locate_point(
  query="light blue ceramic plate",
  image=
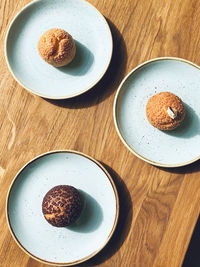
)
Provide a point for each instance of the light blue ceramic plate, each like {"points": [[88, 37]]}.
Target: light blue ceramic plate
{"points": [[90, 32], [168, 149], [68, 245]]}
- - - -
DIRECTION:
Format the lines above as a JSON list of strings, one string per line, skipping any blank lines. Leave the picture out.

FULL OUTPUT:
[
  "locate_point(",
  "  query=\"light blue ceramic plate\",",
  "  image=",
  ")",
  "Provide a point for each instance of the light blue ceramic plate, each like {\"points\": [[88, 37]]}.",
  "Target: light blue ceramic plate",
  "{\"points\": [[90, 32], [168, 149], [68, 245]]}"
]